Work to be completed >> Please rewrite all of the data below with "wooden" changed to "timber" wherever it occurs, leaving everything else as it is. Omit the pictures from your answer.

Pointing dataset excerpts:
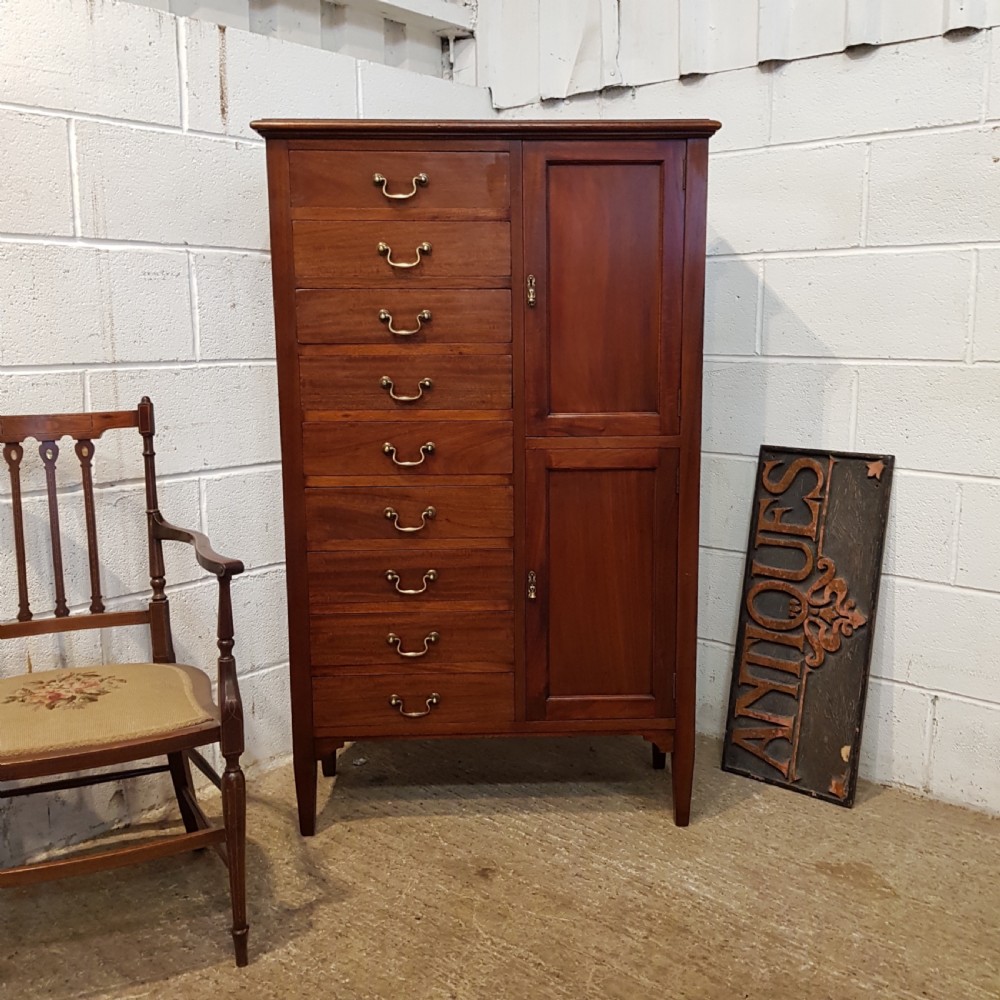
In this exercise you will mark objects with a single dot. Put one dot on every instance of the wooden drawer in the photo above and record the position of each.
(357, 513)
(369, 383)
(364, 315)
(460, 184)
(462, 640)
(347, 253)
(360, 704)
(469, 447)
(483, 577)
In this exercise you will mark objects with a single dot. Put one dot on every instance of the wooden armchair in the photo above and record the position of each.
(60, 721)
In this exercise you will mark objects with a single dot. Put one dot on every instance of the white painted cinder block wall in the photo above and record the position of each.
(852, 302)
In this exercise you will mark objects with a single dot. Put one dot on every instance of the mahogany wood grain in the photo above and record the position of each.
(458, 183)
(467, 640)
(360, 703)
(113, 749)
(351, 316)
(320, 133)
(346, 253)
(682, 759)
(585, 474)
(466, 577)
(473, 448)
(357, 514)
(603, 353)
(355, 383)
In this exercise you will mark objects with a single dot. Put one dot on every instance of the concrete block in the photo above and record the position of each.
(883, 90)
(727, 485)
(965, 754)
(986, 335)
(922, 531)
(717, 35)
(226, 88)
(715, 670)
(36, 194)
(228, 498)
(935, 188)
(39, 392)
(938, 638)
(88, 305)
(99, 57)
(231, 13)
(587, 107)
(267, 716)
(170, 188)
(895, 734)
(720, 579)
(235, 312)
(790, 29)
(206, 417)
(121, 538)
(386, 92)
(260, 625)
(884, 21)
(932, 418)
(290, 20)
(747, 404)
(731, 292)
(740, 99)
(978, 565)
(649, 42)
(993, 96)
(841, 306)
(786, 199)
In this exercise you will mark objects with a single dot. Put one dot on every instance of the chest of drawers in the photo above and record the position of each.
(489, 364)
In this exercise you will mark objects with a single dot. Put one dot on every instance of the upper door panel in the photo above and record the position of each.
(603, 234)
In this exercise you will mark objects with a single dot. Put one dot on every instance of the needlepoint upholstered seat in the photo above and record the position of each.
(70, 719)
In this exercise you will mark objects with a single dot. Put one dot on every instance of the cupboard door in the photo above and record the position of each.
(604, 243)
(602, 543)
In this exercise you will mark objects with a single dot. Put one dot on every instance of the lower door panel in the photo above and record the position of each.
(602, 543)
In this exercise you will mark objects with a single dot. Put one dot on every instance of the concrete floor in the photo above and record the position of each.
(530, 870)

Solution to the exercise >>
In this exercise you will mark objects with a single dot. Put one dot on every instance of the timber drawer in the photo above and record the position of each.
(357, 513)
(369, 383)
(364, 315)
(460, 184)
(462, 640)
(347, 253)
(360, 704)
(469, 447)
(483, 577)
In this exercise you will mark objects with a single dot. Put one dot on every instance of the timber armchair in the photo above and record the position of each.
(60, 721)
In this exercise you will mark objects with a single dot. Put one dot on every instance of the white painted cinder block wall in the photo above and record the position of each.
(852, 302)
In this exercise you will mark objects with a single dot. Put one dot on every instance of the mahogany wood grain in the photo above and record the position of each.
(458, 183)
(467, 640)
(360, 703)
(113, 749)
(351, 316)
(320, 133)
(346, 253)
(682, 759)
(585, 474)
(466, 577)
(473, 448)
(357, 514)
(603, 353)
(355, 383)
In this exercise you will mark objects with a single dot. Put one dot on every instance of the concrete block in the photo above and record the position of each.
(883, 90)
(727, 485)
(965, 754)
(986, 335)
(922, 531)
(717, 35)
(226, 88)
(715, 670)
(36, 194)
(228, 498)
(935, 188)
(39, 392)
(938, 638)
(88, 305)
(99, 57)
(231, 13)
(587, 107)
(267, 716)
(170, 188)
(895, 734)
(720, 579)
(235, 312)
(790, 29)
(206, 417)
(121, 538)
(386, 92)
(260, 625)
(884, 21)
(932, 418)
(290, 20)
(747, 404)
(731, 292)
(740, 99)
(978, 565)
(649, 42)
(993, 96)
(841, 306)
(786, 199)
In this exercise you will mark objects with a single dot. Put one dot on every instance of the chest of drawers in the photo above and record the position of each.
(489, 364)
In this exercise you will mark objects with a single dot. Put one dot on every instance of the upper door panel in the photo above and record the position of each.
(603, 234)
In this exercise you will mark objects with a single dot. Put one dot on every instance of the needlepoint upholstered seat in the photo above and record the position of each.
(70, 719)
In this exercise you will mark objects with a single dot. Put one dot on every instance of the cupboard door in the photo above and record the position of each.
(604, 243)
(602, 543)
In this exercise you will mark objects with a single dot. Put one dot on every instance of the lower door panel in the photo above and record the position of each.
(602, 543)
In this exercise you will mark objects with a single dot. Put one dot on every instance of the concrete floor in the photo above and record the position of each.
(530, 870)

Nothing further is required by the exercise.